Only 18% of clinical recommendations were based on high-quality, patient-oriented evidence, a primary care research study shows.
Research-based evidence to help primary care physicians make decisions seems to be hard to come by, according to research from the University of Georgia.
Researchers, led by Mark Ebell, epidemiology professor at UGA’s College of Public Health, analyzed 721 topics from an online medical reference for generalists and found that only 18% of the clinical recommendations were based on high-quality, patient-oriented evidence. Their work appears in the journal BMJ Evidence-Based Medicine.
“The research done in the primary care setting, which is where most outpatients are seen, is woefully underfunded, and that’s part of the reason why there’s such a large number of recommendations that are not based on the highest level of evidence,” Ebell said in a statement.
The researchers used Essential Evidence, an online, evidence-based, medical reference for generalists to identify areas of care that are supported by high-quality studies and others that are not. Each of Essential Evidence’s topics are graded A, B, or C using the Strength of Recommendations Taxonomy (SORT), the study said.
They found that topics related to pregnancy and childbirth, cardiovascular health, and psychiatry had the highest percentage of recommendations backed by research-based evidence. Hematological, musculoskeletal and rheumatological, and poisoning and toxicity topics had the lowest percentage.
In addition, just 51% of the recommendations overall were based on studies reporting patient-oriented outcomes, such as morbidity, mortality, quality of life, or symptom reduction, instead of laboratory markers like blood sugar or cholesterol levels.
“Practice should wherever possible be guided by studies reporting patient-oriented health outcomes,” Ebell said. “You would want your care to be guided by studies that have demonstrated that what the physician recommends will help you live better or longer. We should all want that kind of information to guide care.”
The study authors also note that the lack of funding for primary care research stands in stark contrast to patients’ primary care usage: Primary care visits account for 53.2% of all physician office visits, according to the CDC.

Record set -
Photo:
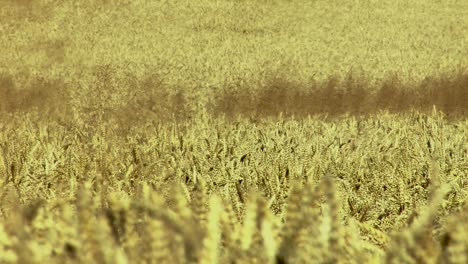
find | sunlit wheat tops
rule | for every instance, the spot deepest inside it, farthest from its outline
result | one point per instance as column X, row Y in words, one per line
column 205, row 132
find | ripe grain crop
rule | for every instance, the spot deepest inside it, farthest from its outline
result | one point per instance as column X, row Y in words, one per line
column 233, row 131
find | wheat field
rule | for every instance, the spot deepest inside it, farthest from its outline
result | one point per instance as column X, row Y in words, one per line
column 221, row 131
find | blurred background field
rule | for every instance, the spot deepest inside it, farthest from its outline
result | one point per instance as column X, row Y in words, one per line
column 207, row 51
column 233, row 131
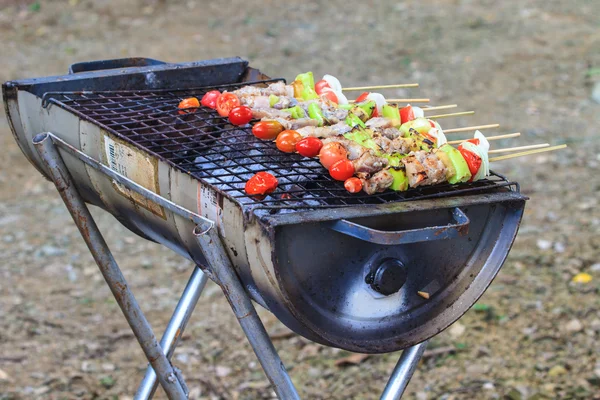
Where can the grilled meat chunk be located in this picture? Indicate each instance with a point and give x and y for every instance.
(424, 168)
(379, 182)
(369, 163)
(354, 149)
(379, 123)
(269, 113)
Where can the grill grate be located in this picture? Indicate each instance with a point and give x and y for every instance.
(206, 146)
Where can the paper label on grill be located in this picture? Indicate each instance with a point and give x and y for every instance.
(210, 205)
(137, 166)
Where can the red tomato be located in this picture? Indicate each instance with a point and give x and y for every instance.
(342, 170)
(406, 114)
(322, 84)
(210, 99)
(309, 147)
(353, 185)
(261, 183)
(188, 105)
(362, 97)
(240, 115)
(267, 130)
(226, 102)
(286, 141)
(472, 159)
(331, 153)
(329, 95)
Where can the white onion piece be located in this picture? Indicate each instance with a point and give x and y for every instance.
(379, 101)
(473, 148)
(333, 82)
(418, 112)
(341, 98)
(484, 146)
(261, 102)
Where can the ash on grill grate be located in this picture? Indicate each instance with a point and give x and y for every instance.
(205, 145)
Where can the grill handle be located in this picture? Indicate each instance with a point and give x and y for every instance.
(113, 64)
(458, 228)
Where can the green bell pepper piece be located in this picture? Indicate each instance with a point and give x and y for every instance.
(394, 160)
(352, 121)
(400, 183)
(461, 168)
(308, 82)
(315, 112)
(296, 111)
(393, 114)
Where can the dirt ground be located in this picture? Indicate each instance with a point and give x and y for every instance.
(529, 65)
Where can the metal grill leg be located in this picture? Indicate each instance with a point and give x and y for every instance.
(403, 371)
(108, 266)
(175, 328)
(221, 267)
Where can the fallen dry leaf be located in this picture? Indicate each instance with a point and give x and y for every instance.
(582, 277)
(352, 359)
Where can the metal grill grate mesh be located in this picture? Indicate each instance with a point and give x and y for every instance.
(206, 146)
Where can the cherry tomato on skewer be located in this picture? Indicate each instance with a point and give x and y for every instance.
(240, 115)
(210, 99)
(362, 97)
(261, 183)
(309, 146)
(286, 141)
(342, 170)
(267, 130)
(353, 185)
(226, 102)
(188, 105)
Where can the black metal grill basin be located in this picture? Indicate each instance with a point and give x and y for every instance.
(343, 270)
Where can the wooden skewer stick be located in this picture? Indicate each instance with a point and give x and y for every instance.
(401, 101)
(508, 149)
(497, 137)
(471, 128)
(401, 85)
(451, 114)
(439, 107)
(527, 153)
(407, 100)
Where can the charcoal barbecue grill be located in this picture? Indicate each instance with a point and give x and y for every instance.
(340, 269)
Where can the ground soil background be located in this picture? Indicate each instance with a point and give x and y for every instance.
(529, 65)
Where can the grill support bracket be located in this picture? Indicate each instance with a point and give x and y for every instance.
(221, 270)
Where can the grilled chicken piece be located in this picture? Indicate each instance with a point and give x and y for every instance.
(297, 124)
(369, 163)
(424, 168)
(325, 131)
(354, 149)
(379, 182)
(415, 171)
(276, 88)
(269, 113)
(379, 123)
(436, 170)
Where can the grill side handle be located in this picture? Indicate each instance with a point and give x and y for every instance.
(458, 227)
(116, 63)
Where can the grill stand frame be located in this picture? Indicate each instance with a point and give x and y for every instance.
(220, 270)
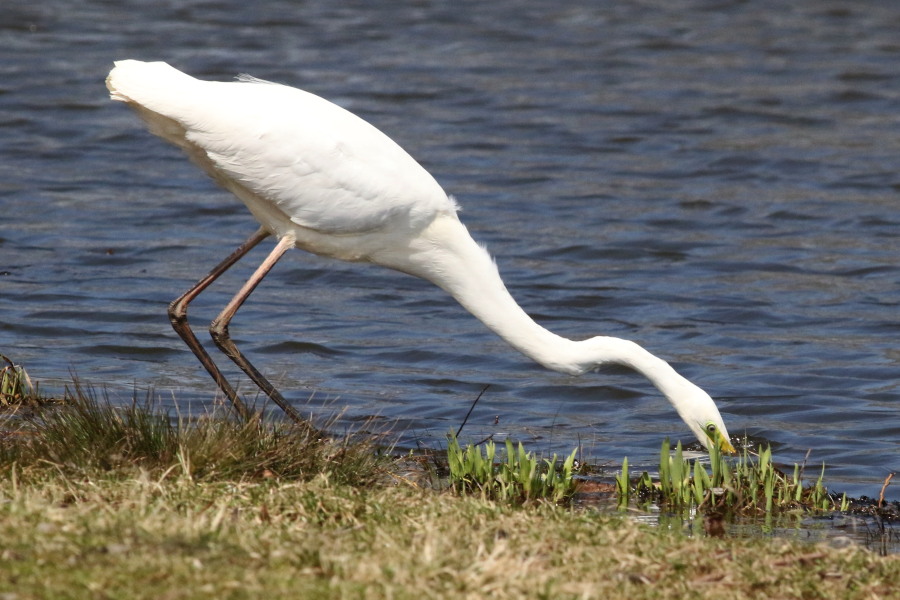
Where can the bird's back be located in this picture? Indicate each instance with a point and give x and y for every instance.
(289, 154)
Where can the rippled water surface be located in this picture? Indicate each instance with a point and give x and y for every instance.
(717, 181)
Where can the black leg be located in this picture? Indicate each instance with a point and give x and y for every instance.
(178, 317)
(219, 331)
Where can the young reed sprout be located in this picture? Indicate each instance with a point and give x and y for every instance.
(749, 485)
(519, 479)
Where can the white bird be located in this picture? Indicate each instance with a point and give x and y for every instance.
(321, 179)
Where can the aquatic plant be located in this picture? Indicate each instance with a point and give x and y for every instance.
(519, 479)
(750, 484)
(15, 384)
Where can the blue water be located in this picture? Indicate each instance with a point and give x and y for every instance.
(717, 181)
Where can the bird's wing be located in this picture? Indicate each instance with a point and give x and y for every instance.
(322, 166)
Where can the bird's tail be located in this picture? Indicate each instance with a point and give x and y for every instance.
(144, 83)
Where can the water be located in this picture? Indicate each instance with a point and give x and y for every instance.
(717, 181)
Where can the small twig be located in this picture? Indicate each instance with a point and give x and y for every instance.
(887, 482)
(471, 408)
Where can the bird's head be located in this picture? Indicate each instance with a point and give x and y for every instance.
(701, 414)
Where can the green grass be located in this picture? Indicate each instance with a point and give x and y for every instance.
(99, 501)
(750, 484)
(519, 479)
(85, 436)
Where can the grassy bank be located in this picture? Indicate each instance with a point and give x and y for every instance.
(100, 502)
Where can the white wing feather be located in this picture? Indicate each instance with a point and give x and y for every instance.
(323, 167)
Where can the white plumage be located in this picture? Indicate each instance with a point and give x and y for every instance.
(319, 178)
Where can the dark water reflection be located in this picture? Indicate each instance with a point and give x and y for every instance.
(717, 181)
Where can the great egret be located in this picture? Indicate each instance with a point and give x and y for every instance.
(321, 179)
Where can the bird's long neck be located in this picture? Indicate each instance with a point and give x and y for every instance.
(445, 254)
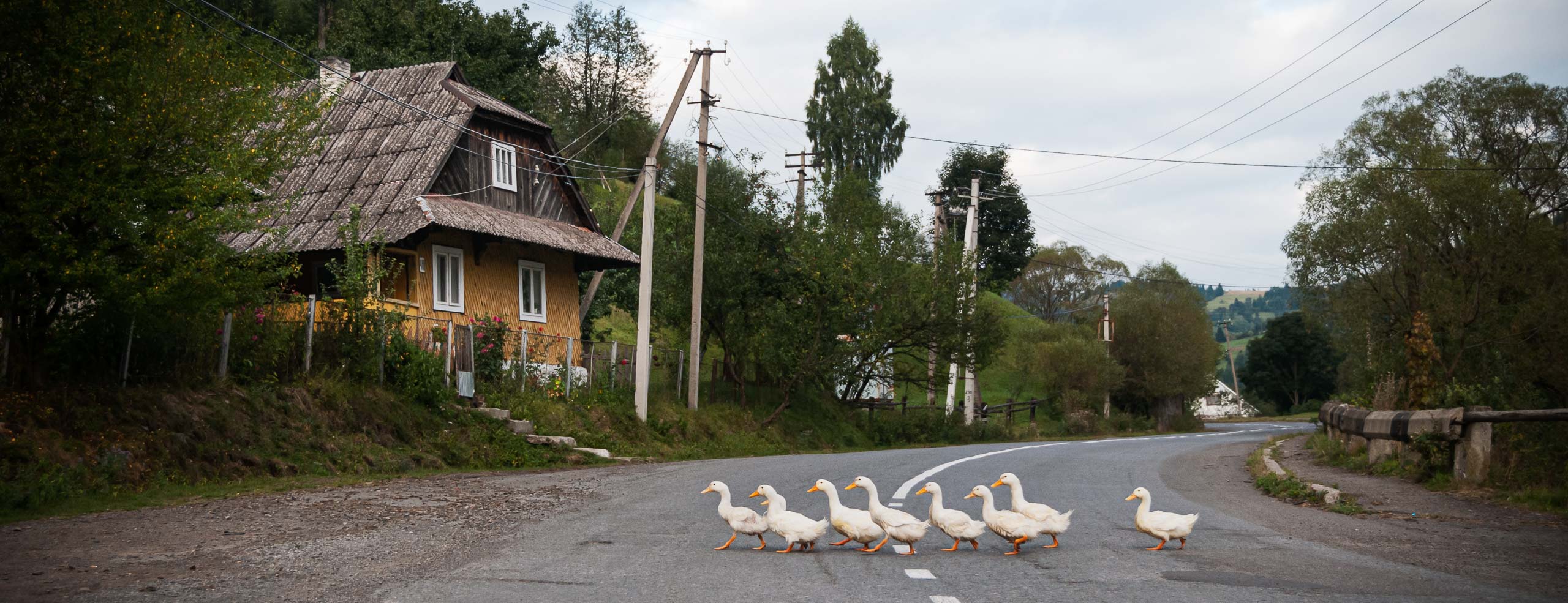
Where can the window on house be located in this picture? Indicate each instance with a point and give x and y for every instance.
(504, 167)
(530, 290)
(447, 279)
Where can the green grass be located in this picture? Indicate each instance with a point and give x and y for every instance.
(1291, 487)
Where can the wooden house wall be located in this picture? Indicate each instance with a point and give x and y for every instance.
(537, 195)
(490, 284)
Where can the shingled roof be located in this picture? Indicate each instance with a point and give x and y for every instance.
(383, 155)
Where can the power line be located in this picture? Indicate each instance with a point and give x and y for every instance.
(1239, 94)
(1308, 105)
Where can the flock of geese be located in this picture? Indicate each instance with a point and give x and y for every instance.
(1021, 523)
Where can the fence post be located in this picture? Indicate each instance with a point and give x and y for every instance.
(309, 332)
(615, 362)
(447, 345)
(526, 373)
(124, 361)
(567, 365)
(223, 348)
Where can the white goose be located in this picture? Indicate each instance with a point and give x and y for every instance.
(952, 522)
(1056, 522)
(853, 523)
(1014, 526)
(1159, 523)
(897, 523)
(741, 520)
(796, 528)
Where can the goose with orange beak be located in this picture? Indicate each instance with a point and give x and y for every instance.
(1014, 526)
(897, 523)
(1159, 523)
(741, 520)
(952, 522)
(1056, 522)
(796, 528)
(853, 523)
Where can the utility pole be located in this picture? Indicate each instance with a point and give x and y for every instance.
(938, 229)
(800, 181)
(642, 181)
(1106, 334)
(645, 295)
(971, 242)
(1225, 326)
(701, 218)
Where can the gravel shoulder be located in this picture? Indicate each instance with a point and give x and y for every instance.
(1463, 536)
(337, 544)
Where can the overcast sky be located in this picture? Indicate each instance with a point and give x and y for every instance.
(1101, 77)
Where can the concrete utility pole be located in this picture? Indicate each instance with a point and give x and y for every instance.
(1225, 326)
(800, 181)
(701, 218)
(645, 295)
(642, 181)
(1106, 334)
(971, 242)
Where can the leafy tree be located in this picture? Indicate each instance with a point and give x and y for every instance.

What to work on -
• 1. In the article on primary care evidence, how many topics did the researchers analyze?
• 2. According to the article on primary care evidence, why are so many primary care recommendations not based on the highest level of evidence? Answer in one to three sentences.
• 3. Please print the article on primary care evidence from "They found that" to "the lowest percentage.".

Completed exercise -
• 1. 721 topics from an online medical reference for generalists.

• 2. Ebell says research in the primary care setting, where most outpatients are seen, is woefully underfunded. He calls this part of the reason so many recommendations are not based on the highest level of evidence.

• 3.
They found that topics related to pregnancy and childbirth, cardiovascular health, and psychiatry had the highest percentage of recommendations backed by research-based evidence. Hematological, musculoskeletal and rheumatological, and poisoning and toxicity topics had the lowest percentage.